* **Problem requirements**
Print the material below verbatim, every line in its original order, with nothing added, dropped, or changed.
== Input for this task ==
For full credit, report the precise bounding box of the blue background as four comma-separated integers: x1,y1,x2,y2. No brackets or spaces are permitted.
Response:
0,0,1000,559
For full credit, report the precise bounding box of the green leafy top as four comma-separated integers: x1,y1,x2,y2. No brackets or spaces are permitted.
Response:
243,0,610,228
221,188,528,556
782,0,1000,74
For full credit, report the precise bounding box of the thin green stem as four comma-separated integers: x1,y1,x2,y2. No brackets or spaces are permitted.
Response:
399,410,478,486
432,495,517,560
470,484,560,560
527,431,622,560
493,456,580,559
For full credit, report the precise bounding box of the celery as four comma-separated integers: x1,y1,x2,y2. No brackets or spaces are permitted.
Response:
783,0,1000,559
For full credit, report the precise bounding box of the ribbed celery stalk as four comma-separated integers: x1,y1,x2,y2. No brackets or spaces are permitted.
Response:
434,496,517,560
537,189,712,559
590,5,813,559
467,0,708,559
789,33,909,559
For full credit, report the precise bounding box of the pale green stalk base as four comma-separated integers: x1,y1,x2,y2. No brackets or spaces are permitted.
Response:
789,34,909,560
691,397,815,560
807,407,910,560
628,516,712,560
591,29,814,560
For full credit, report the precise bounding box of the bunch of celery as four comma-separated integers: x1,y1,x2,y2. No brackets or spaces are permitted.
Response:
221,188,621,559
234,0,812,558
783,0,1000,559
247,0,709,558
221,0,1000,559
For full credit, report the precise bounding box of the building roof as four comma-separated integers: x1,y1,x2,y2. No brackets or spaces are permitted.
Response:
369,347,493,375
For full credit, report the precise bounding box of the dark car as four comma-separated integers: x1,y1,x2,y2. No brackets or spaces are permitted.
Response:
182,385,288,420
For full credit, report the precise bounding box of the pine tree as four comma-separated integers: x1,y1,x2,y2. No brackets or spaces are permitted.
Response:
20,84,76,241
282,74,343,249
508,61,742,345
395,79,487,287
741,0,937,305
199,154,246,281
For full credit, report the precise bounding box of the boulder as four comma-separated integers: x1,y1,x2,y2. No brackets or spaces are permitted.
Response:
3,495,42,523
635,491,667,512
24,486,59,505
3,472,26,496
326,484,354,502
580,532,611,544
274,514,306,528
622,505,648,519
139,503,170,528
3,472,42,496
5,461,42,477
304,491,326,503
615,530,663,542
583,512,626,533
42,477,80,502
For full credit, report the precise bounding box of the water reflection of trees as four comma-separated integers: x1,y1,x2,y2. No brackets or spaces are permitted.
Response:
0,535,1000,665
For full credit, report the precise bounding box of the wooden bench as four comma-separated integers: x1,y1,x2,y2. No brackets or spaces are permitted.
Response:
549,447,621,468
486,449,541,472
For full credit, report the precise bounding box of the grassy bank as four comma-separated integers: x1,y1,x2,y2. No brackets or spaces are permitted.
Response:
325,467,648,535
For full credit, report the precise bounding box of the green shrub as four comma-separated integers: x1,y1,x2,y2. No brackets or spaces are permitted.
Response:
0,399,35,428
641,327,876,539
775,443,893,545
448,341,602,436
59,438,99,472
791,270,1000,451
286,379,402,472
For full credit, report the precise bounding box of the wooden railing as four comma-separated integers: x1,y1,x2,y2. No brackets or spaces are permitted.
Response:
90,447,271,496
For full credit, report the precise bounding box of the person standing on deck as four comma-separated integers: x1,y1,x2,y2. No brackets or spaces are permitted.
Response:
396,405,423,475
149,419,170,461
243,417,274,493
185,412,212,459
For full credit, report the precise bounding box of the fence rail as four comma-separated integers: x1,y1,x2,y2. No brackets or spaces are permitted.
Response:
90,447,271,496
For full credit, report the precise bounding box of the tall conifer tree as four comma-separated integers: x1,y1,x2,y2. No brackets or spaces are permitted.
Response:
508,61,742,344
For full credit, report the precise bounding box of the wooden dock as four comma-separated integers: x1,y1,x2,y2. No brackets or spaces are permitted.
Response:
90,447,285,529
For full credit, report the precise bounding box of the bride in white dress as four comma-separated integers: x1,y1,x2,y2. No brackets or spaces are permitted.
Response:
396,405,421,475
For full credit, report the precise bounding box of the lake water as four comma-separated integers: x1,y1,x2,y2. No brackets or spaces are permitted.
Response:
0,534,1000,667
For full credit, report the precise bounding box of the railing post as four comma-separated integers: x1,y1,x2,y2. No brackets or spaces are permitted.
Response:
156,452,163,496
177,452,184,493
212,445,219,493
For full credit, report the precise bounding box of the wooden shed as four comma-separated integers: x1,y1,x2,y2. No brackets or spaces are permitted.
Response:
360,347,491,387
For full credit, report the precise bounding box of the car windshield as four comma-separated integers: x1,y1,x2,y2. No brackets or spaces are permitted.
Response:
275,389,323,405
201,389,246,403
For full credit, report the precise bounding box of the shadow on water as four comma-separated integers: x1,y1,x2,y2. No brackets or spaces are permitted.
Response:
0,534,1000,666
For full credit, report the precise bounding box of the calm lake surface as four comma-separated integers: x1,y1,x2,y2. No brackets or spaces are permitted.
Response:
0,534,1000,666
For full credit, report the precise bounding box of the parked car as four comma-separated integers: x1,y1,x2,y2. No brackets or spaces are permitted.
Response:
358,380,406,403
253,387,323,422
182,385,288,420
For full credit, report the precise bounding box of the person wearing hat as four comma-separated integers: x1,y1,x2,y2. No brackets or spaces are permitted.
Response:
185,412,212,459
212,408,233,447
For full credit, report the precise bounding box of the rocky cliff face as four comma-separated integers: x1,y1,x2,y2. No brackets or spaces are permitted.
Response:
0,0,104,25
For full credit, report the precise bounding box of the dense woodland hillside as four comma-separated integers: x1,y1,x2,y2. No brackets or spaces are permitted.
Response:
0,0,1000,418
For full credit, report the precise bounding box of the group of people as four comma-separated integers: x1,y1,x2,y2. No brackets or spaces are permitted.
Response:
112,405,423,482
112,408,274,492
===
* **Exercise response**
For full credit, report the precise bounding box of the blue background as four comma-separated integers: x1,y1,x2,y2. No brackets or spaces are permitted.
Response:
0,0,1000,559
For full credit, report the precise bounding box of the green leafy top as four comma-separated integers: x1,y1,x2,y2. No brackets or spaces are permitted.
Response:
243,0,610,228
221,188,528,556
782,0,1000,74
For full credit, report the precise bounding box of the thin green stem as four comma-separated integers: x1,y1,x2,y2. No brackets or spaces are permitted.
Response:
399,410,478,486
432,495,517,560
470,484,560,560
527,431,622,560
493,456,580,559
For full credit, report the precise bounding box of the celery as four comma-separated integers: x1,y1,x2,y2. No brackets or spaces are permitted.
Response:
783,0,1000,559
For full credit, report the precise bounding box of the ribbed celery stalk as four comma-separated integers: x1,y1,x2,y2. No brackets or spaces are permitted.
Response:
434,496,517,560
537,189,712,559
590,5,813,559
467,0,708,559
789,33,909,559
For full credit, report the precise bounding box of the pale green stalk base as four comma-separated integers: x1,y1,x2,y2. No brackets or spaces are permitted.
Response:
789,34,909,560
691,397,815,560
807,407,910,560
628,516,712,560
591,29,814,560
For full credit, report the precise bounding box of the bunch of celery as four comma-separated integers: x1,y1,x2,y2. No brackets or spaces are permitted.
Response:
221,188,621,559
234,0,812,558
783,0,1000,559
247,0,709,558
221,0,1000,559
For full credit, report the precise bounding box of the building roof as four comma-separated integers: x1,y1,x2,y2. No brackets or spaces are permitted.
Response:
369,347,493,375
For full credit, report the precise bounding box of the dark car as four comma-separated integers: x1,y1,x2,y2. No brackets or spaces are permitted.
Response:
182,385,288,420
For full credit, report the precise bounding box of the pine tree as four comma-separated integers: x1,y1,x2,y2. No brackets or spaces are permitted.
Response:
20,84,76,241
282,74,343,249
508,61,742,345
395,79,487,287
741,0,937,305
199,154,246,281
For full credit, report the precise bounding box of the boulder as four comma-separated integers: x1,y1,x2,y2. No brackets or spaces are permitted.
Response:
3,495,42,523
635,491,667,512
24,486,59,505
3,472,26,496
326,484,354,502
580,532,611,544
274,514,306,528
622,505,648,519
139,503,170,528
3,472,42,496
5,461,42,477
304,491,326,503
615,530,663,542
583,512,626,533
42,477,80,502
For full credit, report the precise bounding box of the water reflection of trees as four comma-separated integers: x1,y1,x2,y2. No brackets or spaces are permitted.
Response:
0,535,1000,665
For full credit, report the precise bounding box of the wooden bench as four comma-separated integers: x1,y1,x2,y2. No brackets or spaces are permitted.
Response:
549,447,621,468
486,449,541,472
For full credit, report the precise bounding box of the grassy bank as four comma-separated integers: x1,y1,x2,y2. No brackets or spaces are permitted.
Response:
325,467,648,535
For full credit, report the precise bounding box of the green shrub as four comma-separated integers: x1,y1,x2,y2. No brackets or spaces are permitted.
Response:
0,399,35,428
641,327,876,539
775,443,893,545
448,341,602,436
59,438,99,472
791,270,1000,451
286,379,402,472
For full credit, report the precise bounding box of the wooden railing as four comma-separated integers: x1,y1,x2,y2. No brackets or spaces are permitted.
Response:
90,447,271,496
For full credit, report the precise bounding box of the person standing on deck as four comma-separated integers: x1,y1,x2,y2. No brackets or spaces are permitted.
Response:
396,405,423,475
149,419,170,461
243,417,274,493
185,412,212,459
For full credit, report the precise bounding box of the fence rail as four comma-separated integers: x1,y1,x2,y2. No brackets or spaces are permitted.
Response:
90,447,271,496
For full credit, report the precise bounding box of the tall conifer tree as four comma-separated integers: x1,y1,x2,y2. No brackets or spaces are permitted.
Response:
508,61,742,344
For full credit, report the precise bounding box of the wooden dock as four comma-separated integers: x1,y1,x2,y2. No brackets or spaces are permitted.
Response:
90,447,285,529
For full credit, report the precise bounding box of the bride in white dress as four comma-separated integers: x1,y1,x2,y2. No brackets or spaces are permitted.
Response:
396,405,421,475
For full credit, report the precise bounding box of the lake water as four comma-separated integers: x1,y1,x2,y2. No brackets or spaces are permitted.
Response:
0,534,1000,667
For full credit, report the precise bounding box of the railing post as four comma-separated integers: x1,y1,x2,y2. No brackets or spaces are permitted.
Response:
156,452,163,496
177,452,184,493
212,445,219,493
For full credit, report the precise bounding box of the wooden shed as four comma-separated integers: x1,y1,x2,y2. No brackets or spaces are permitted.
Response:
360,347,491,387
For full credit, report the precise bounding box of the car windshield as four comma-separated integers: x1,y1,x2,y2. No brackets or spaces are permitted.
Response:
275,389,323,405
201,389,246,403
For full credit, report the precise bounding box of the shadow on water as four comma-separated integers: x1,y1,x2,y2. No brackets or spaces are permitted.
Response:
0,534,1000,666
For full credit, report the precise bounding box of the calm lake surface as four comma-separated integers: x1,y1,x2,y2. No brackets or spaces are permitted.
Response:
0,534,1000,666
For full credit, report the precise bounding box of the parked car as four comma-separated integers: x1,y1,x2,y2. No brackets or spaces are permitted.
Response:
358,380,406,403
253,387,323,422
182,385,288,420
For full credit, report the precise bounding box of the person wearing hat as four comma-separated integers: x1,y1,x2,y2. No brackets or spaces are permitted.
Response:
185,412,212,459
212,408,233,447
For full credit, report the precise bounding box of the rocky cliff face as four comma-separated integers: x1,y1,x2,y2. No brackets or spaces are permitted.
Response:
0,0,104,25
For full credit, report the precise bounding box of the dense woodland hillside as four comma-separated integers: x1,y1,x2,y2. No brackets or spaces are permitted.
Response:
0,0,1000,418
For full credit, report the precise bounding box of the group of people as four comma-separated integers: x1,y1,x2,y2. No brackets or spaces are permitted.
Response:
112,405,423,482
112,408,274,492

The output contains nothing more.